Stated task:
Count the lines in the listing below that contain the string "woman", and reply with that number alone.
◆ ◆ ◆ ◆
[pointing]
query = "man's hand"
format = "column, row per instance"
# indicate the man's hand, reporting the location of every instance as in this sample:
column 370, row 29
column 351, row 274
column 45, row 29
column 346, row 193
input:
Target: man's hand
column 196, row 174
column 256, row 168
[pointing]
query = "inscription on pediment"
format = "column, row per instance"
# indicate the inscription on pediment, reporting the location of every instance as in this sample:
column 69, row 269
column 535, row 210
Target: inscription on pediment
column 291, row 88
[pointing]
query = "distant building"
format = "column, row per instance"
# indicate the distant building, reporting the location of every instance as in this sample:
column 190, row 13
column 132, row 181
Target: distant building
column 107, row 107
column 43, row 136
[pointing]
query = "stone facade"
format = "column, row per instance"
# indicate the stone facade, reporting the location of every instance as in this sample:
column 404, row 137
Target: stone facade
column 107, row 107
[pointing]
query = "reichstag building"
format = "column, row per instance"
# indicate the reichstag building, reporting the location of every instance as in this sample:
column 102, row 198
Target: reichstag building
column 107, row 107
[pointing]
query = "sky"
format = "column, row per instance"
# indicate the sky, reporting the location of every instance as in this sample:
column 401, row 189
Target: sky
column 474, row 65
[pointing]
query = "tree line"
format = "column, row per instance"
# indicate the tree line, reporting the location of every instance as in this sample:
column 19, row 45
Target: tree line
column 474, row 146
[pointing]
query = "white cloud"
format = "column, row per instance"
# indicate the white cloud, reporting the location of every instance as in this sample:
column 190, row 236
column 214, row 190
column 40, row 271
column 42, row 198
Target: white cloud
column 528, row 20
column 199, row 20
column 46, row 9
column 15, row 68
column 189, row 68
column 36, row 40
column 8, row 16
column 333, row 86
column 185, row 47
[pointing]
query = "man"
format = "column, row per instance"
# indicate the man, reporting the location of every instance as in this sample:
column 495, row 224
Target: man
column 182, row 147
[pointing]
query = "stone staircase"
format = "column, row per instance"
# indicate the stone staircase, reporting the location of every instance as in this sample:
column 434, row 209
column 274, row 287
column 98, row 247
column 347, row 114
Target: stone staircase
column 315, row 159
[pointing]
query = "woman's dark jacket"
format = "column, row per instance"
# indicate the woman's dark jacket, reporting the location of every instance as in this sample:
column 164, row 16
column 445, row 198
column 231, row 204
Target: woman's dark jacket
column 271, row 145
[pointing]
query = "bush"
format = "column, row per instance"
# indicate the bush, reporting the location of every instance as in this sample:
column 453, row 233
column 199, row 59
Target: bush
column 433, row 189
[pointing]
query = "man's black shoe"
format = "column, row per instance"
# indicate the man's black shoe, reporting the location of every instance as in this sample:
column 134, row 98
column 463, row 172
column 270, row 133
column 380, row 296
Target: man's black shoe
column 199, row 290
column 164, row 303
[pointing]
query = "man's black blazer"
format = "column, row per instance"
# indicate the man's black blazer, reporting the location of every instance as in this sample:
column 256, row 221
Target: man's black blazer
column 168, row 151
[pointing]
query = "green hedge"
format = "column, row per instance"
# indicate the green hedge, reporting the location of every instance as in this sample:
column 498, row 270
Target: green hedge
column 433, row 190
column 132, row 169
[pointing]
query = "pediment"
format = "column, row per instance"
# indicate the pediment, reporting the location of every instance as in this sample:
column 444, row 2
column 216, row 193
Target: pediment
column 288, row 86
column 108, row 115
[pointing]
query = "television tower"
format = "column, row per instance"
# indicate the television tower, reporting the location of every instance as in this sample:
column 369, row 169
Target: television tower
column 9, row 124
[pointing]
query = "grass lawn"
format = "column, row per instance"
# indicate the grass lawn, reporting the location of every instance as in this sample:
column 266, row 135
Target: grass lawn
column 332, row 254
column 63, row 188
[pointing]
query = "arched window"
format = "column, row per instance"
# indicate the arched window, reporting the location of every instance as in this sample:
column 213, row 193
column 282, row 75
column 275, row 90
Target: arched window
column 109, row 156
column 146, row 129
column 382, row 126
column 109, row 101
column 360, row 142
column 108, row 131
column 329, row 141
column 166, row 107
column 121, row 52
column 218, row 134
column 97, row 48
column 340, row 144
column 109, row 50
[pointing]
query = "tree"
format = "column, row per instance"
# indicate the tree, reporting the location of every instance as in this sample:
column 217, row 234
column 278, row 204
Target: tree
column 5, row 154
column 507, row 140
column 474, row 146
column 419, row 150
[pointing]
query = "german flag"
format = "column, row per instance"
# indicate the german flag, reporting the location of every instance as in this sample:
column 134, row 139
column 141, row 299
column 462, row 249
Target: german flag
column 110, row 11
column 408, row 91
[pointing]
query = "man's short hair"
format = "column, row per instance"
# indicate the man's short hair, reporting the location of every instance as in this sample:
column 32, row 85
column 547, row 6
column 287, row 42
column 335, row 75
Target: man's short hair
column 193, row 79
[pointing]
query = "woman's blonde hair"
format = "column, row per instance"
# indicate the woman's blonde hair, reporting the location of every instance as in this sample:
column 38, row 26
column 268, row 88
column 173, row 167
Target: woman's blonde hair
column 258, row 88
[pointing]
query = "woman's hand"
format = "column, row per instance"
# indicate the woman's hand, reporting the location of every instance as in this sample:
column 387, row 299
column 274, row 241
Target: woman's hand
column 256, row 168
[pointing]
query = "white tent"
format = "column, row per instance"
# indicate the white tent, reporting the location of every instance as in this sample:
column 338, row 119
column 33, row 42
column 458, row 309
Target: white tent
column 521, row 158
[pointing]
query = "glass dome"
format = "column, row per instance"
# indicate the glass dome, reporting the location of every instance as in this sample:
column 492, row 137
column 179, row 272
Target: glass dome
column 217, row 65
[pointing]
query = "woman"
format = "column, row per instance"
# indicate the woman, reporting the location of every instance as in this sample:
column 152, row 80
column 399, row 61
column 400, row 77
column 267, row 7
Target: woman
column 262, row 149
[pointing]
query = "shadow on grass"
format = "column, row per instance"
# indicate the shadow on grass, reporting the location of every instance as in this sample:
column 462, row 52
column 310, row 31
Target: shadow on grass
◆ ◆ ◆ ◆
Full response:
12